── Input material ──

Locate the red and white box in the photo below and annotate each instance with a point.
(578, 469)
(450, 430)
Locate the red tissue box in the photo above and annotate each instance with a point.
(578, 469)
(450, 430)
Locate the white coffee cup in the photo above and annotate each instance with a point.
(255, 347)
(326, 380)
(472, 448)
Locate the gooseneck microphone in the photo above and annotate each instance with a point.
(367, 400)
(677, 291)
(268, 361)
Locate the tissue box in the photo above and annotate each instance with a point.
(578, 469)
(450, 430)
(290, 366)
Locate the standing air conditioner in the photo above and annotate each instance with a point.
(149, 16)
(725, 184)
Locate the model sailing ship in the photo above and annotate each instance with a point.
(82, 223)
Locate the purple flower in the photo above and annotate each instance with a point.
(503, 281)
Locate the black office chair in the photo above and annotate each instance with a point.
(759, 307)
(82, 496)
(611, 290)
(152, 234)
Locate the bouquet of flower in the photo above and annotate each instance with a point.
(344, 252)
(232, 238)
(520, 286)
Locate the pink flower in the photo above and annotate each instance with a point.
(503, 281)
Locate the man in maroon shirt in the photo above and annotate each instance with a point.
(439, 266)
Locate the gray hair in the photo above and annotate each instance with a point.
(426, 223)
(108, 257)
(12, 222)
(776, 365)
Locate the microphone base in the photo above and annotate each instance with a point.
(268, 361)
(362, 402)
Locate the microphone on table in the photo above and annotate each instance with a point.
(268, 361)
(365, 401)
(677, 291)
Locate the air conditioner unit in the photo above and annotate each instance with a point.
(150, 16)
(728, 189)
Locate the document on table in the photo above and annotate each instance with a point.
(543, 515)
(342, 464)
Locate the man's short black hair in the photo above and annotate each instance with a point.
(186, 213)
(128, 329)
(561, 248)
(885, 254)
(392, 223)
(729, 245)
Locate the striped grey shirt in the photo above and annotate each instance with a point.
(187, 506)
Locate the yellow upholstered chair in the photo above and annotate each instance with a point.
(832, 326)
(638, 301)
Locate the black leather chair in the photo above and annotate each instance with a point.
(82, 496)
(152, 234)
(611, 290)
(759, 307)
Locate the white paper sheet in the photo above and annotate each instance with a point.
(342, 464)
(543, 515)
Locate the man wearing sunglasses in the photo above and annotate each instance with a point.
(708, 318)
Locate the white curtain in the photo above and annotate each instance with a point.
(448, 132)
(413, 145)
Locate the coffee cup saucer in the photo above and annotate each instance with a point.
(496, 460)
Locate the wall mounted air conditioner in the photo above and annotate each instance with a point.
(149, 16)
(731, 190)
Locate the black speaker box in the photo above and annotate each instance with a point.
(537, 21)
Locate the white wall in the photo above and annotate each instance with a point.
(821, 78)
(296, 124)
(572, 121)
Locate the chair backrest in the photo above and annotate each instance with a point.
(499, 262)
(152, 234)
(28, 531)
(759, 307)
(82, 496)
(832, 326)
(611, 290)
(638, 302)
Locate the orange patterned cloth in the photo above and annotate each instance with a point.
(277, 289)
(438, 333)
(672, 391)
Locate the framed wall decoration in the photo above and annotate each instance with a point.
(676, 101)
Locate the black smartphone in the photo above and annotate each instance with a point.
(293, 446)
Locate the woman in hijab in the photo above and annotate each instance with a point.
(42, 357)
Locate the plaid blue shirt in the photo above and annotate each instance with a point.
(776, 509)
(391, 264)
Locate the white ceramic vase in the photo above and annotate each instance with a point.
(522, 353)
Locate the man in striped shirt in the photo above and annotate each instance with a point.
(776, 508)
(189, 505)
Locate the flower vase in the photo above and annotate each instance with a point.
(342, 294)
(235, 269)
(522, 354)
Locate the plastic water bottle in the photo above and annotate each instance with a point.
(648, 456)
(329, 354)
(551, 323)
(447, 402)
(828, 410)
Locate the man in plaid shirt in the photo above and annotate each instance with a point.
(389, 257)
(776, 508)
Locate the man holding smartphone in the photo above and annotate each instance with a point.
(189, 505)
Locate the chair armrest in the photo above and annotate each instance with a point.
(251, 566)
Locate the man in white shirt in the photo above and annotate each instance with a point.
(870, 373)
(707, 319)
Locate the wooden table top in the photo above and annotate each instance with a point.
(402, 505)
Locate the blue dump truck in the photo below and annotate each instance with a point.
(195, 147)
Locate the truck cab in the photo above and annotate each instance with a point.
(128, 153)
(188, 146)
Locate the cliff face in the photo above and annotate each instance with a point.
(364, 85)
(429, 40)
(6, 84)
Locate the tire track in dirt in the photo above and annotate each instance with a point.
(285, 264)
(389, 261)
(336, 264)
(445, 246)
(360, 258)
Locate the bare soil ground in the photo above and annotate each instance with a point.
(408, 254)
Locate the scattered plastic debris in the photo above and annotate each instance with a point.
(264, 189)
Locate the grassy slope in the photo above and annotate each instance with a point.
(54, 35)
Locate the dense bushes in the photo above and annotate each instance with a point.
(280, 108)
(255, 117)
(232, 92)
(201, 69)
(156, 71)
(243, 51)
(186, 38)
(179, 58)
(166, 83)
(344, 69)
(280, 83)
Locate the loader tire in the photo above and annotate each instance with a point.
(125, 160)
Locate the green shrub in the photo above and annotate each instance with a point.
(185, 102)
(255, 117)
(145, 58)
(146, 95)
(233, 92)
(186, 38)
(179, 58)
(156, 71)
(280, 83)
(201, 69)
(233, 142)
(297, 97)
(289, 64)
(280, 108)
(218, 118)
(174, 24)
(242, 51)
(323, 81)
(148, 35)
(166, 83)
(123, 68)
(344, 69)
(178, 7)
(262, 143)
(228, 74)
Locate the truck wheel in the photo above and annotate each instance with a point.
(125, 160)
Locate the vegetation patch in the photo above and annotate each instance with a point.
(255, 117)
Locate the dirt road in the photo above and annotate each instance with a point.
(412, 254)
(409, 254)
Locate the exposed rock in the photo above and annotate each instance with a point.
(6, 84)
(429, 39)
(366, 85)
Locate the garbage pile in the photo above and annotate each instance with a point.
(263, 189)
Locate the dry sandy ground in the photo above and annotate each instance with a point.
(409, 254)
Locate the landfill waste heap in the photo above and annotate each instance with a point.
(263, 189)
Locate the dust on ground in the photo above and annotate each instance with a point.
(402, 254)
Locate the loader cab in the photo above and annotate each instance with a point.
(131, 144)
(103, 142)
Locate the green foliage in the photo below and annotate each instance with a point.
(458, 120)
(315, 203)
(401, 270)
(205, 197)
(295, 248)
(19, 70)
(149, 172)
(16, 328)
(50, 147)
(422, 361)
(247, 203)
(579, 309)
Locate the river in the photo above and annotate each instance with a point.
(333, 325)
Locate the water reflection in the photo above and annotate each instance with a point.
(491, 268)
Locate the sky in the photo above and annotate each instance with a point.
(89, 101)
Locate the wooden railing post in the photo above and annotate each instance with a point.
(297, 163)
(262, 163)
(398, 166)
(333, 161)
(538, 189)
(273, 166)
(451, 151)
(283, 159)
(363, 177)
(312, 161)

───

From the records above, extract every entry verbatim.

_Task answer_
Locate the red and white box in the photo below and annotate each instance with a point.
(578, 469)
(450, 430)
Locate the red tissue box in the photo above and annotate each instance with a point.
(578, 469)
(450, 430)
Locate the white coffee cup in the photo above and annotate each instance with a point.
(255, 347)
(326, 380)
(472, 448)
Locate the gooseneck microphone in the photo above and annotate each instance with a point.
(367, 400)
(677, 291)
(268, 361)
Locate the tissue box in the photo above and annotate each instance with a point.
(578, 469)
(450, 430)
(290, 366)
Locate the standing air conditioner in the photo above and annotate each instance with a point.
(149, 16)
(725, 184)
Locate the model sailing ship in the photo above and annotate each instance with a point.
(82, 223)
Locate the purple flower in the photo above and annotate each instance with a point.
(503, 281)
Locate the black office chair in the photo above and annotate each instance with a point.
(759, 307)
(82, 496)
(611, 290)
(152, 234)
Locate the bouquet of flower in the photo above and annotate each instance with a point.
(344, 252)
(232, 238)
(520, 286)
Locate the pink flower in the photo above and annotate each instance with a point.
(503, 281)
Locate the man in maroon shirt in the photo above and annotate each instance with a point.
(439, 266)
Locate the gray hair in the photo above and annotate each instance with a point.
(426, 223)
(108, 257)
(12, 222)
(776, 365)
Locate the microphone base in the photo above and annotate each instance with a point.
(268, 361)
(362, 402)
Locate the microphone on table in the photo above and annotate each instance with a point.
(268, 361)
(365, 401)
(677, 291)
Locate the air conditioner unit in the photo above and annotate each instance with a point.
(150, 16)
(728, 189)
Locate the document on table in the photo above and annotate each instance with a point.
(543, 515)
(342, 464)
Locate the man's short black hair in the photo above and annotate each instance with a point.
(186, 213)
(128, 329)
(561, 248)
(885, 254)
(392, 223)
(729, 245)
Locate the striped grey shirt in the photo above and annotate each instance with a point.
(187, 506)
Locate the yellow upholstered chair in the photo above and annotate each instance with a point.
(832, 326)
(638, 301)
Locate the black leather chair in the photo above and annotate each instance with a point.
(82, 496)
(152, 234)
(611, 290)
(759, 307)
Locate the white paper sheet in the photo above and annotate each instance with a point.
(342, 464)
(543, 515)
Locate the man wearing sunglasses in the photo above and annotate each instance with a point.
(708, 318)
Locate the white curtain in the photo above and annotate each instance with a point.
(448, 132)
(413, 145)
Locate the coffee cup saucer in the photo above and annotate each instance with a point.
(496, 460)
Locate the wall mounted air conditioner in the photo above and annotate each instance with a point.
(149, 16)
(731, 190)
Locate the black speaker box in the photo above and annotate each instance with a point.
(537, 21)
Locate the white wall in the photo above and annotate each instance with a point.
(821, 78)
(296, 124)
(572, 121)
Locate the chair backrest in the photo above and annotate each instance with a point.
(499, 262)
(152, 234)
(28, 531)
(759, 307)
(82, 496)
(832, 326)
(611, 290)
(638, 302)
Locate the orange patterned cloth in the photo above and annotate each instance with a point.
(277, 289)
(438, 333)
(672, 391)
Locate the framed wall decoration in the photo above and annotate each instance with a point.
(676, 101)
Locate the black smartphone in the photo above and annotate each instance with a point.
(293, 446)
Locate the woman in hijab in the photo above and annotate each instance with a point.
(42, 357)
Locate the plaid blue shirt in the photo above and annotate each instance with a point.
(776, 509)
(391, 264)
Locate the white ceramic vase in the photo above and annotate each instance with a point.
(522, 353)
Locate the man in striped shirt in the photo above and annotate each instance with a point.
(776, 508)
(189, 505)
Locate the flower vase in the photo above and annotate each instance with a point.
(342, 294)
(235, 269)
(522, 354)
Locate the plastic water bottle in the photo above and annotate each instance with a point.
(648, 456)
(329, 354)
(551, 323)
(447, 402)
(828, 410)
Locate the man in plaid shirt in the photo above and annotate each instance with a point.
(389, 257)
(776, 508)
Locate the man holding smartphone in the photo above and annotate each instance with a point.
(189, 505)
Locate the chair armrest in the photo above and annotate each instance with a point.
(251, 566)
Locate the man in white shirt in the photo above and annotate each instance with a point.
(870, 373)
(707, 319)
Locate the wooden table top in the photo above and annotate each instance with a point.
(402, 505)
Locate the blue dump truck in the photo below and annotate each instance with a point.
(195, 147)
Locate the truck cab in the photo above and annotate each instance with a point.
(128, 153)
(188, 146)
Locate the cliff face in the photo above and annotate each instance with a point.
(364, 85)
(429, 40)
(6, 84)
Locate the tire track in dirt in the photo above and annotate each instance with a point.
(285, 264)
(389, 261)
(336, 264)
(445, 246)
(360, 258)
Locate the bare soil ground in the photo above and annotate each instance with a point.
(408, 254)
Locate the scattered plastic debris in the photo above and annotate each instance with a point.
(264, 189)
Locate the grassy slope in the photo above and annotate each instance with a point.
(54, 35)
Locate the dense bushes in the photo above and annotate each instance with a point.
(280, 108)
(255, 117)
(232, 92)
(201, 69)
(156, 71)
(243, 51)
(186, 38)
(179, 58)
(166, 83)
(344, 69)
(280, 83)
Locate the loader tire in the photo above and annotate each instance with a point.
(125, 160)
Locate the green shrub in the photo above and annotate each instance with a point.
(185, 102)
(255, 117)
(145, 58)
(146, 95)
(233, 92)
(186, 38)
(179, 58)
(156, 71)
(280, 83)
(201, 69)
(233, 142)
(297, 97)
(289, 64)
(280, 108)
(218, 118)
(174, 24)
(242, 51)
(323, 81)
(148, 35)
(166, 83)
(123, 68)
(344, 69)
(178, 7)
(262, 143)
(228, 74)
Locate the truck wheel in the photo above and annotate each instance with a point.
(125, 160)
Locate the vegetation patch in the photo above and annotate each instance with a point.
(255, 117)
Locate the dirt road in the photo above and annotate each instance with a point.
(412, 254)
(409, 254)
Locate the exposed rock in the photo above and annotate each instance with a point.
(6, 84)
(429, 39)
(366, 85)
Locate the garbage pile in the photo above and annotate each instance with a point.
(263, 189)
Locate the dry sandy ground in the photo above and annotate each instance with a point.
(409, 254)
Locate the landfill waste heap in the photo above and annotate each instance with a point.
(263, 189)
Locate the dust on ground in the photo above and annotate each instance with a point.
(402, 254)
Locate the loader cab in the photo above and annotate each instance with a point.
(131, 144)
(103, 142)
Locate the green foliage in the photo below and annotate each instance with a point.
(458, 120)
(315, 203)
(401, 270)
(205, 197)
(295, 248)
(19, 70)
(149, 172)
(16, 328)
(50, 147)
(422, 361)
(247, 203)
(579, 309)
Locate the river in the photo above and annotate each instance with a point.
(333, 325)
Locate the water reflection in the photo above and annotate each instance with a point.
(491, 268)
Locate the sky in the photo above and annotate each instance with a point.
(89, 101)
Locate the wooden railing post in the photo above and annotate each instance with a point.
(297, 163)
(262, 163)
(398, 166)
(333, 161)
(538, 189)
(273, 166)
(451, 151)
(283, 159)
(363, 177)
(312, 161)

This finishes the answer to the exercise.